▶ Saved entries:
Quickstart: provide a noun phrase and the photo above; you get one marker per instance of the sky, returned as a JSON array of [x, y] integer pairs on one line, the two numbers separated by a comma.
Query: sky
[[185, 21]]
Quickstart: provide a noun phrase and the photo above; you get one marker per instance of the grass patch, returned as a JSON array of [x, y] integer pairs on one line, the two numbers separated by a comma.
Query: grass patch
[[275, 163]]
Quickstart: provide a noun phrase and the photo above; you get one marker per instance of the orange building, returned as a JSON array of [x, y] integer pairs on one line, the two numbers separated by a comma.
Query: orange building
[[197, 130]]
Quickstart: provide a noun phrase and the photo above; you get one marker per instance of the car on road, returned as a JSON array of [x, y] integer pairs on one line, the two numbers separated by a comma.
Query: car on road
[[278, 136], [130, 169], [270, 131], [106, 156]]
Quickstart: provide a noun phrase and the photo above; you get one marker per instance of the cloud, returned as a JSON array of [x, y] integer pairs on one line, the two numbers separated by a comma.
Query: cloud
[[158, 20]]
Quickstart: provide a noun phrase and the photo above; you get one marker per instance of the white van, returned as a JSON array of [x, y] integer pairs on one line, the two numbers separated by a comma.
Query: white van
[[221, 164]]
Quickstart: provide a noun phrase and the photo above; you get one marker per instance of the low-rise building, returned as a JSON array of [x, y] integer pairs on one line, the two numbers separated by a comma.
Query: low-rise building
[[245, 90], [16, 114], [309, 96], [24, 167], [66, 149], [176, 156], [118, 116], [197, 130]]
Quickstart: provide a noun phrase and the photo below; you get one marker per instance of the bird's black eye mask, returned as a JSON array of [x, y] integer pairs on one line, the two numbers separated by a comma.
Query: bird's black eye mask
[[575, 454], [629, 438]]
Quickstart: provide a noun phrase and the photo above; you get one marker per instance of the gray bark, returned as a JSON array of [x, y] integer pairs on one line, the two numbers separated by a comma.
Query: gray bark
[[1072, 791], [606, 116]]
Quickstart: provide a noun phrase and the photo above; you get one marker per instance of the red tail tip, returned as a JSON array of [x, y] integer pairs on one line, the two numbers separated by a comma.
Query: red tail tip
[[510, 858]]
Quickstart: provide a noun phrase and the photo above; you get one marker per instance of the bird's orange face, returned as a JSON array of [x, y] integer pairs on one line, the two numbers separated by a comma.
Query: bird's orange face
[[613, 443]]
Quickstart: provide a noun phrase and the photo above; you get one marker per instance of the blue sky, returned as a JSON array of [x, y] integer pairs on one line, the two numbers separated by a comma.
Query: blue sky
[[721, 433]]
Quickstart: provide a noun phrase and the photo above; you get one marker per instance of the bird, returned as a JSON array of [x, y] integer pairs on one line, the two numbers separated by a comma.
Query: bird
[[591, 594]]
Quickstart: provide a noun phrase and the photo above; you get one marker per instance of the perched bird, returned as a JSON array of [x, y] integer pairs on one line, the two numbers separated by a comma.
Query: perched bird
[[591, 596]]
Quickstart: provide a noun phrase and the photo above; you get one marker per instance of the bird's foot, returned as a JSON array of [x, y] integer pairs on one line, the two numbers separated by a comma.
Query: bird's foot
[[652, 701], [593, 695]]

▶ What the exercise asks: Would you please transcribe the records above in full and exactly?

▶ Response to the exercise:
Quickstart: provide a noun phrase and the photo above; you get one marker per instance of the sky, returned as a JSON array of [x, y] integer pairs on one line, the two numbers separated by a comma.
Query: sky
[[185, 21]]
Quickstart: provide a noun phrase and the photo above; you get one marker per instance of the grass patch, returned as a JSON array of [x, y] integer pairs on one line, the two numbers separated by a comma.
Query: grass patch
[[275, 163]]
Quickstart: provide a noun phrase and the photo above; you get one marker per instance of the orange building, returned as a JSON array of [x, y] integer pairs on one line, the two numbers separated by a comma.
Query: orange building
[[197, 130]]
Quickstart: provide a noun phrase and the photo above; you get one marker per instance of the car on road, returned as a JSON array of [x, y] integer pairs on one line, the two numbers separated by a comma.
Query: car on road
[[278, 136], [130, 169], [270, 131], [106, 156]]
Quickstart: provide a noun phrase and the photo above; you get one marker per instance of the cloud, returned as a JSON array of [x, y] integer pairs on one line, the two numbers separated by a comma.
Query: cloud
[[158, 20]]
Quickstart: provide a noun phrase and the photo above; you get one marker per instance of the white van, returned as a JSON array of [x, y] integer pairs on one line, the two numbers separated by a comma.
Query: white van
[[221, 164]]
Quickstart: provide a noun phrase and the photo above; you get one marker per instance of the low-rise building, returned as a JSON array of [x, y] integer pairs on one line, the two numbers separated by a comma.
Query: low-rise building
[[245, 90], [16, 114], [309, 96], [24, 167], [66, 149], [176, 156], [118, 116], [197, 130]]
Quickstart: provide a noun phrase and the photo below; you get one marker per instance of the bird's black eye mask, returned as a JSON array of [x, y] integer pairs on one line, the two numbers separated by a comma.
Query: bird's black eye mask
[[575, 454], [629, 438]]
Quickstart: provide a noun phrase and the photo above; you get one marker per instance of the gray bark, returned as a JSON array of [x, y] integer pairs on one line, the two numbers separated by a comma.
Query: gray bark
[[1072, 791], [606, 116]]
Quickstart: provide a noun phrase and the photo above; you get one marker per instance of the red tail tip, returned as a JSON array of [x, y] integer pairs on one line, the two numbers separated by a comma.
Query: red tail tip
[[510, 858]]
Quickstart: provide a noun phrase and the photo above; you get one marker per instance of the bird's orange face, returned as a JSON array of [x, y] integer pairs on one line, the two numbers separated by a comma.
Query: bird's orange face
[[613, 443]]
Quickstart: provide a noun phrase and the photo above; you get one marker per instance of the blue sky, returned as a JSON array of [x, y] integer pairs on one line, the two numbers separated by a comma.
Query: blue sky
[[721, 433]]
Quickstart: provide a noun phrase and the photo above; you get one marker per instance of the bird, returned as a JSON array of [x, y] integer pairs on one line, the two numbers separated by a comma.
Query: bird
[[591, 594]]
Quickstart: provide a noun phrase and the photo above; you get one marker per instance of the perched bird, returned as a JSON array of [x, y] integer pairs on one line, the two numbers separated by a comma.
Query: perched bird
[[591, 596]]
Quickstart: provide a noun phrase and the photo above; you get one marker per instance of the bird's foot, returned as a JSON array of [x, y] integer pairs on one line, the two numbers separated by a comma.
Query: bird's foot
[[652, 701], [593, 695]]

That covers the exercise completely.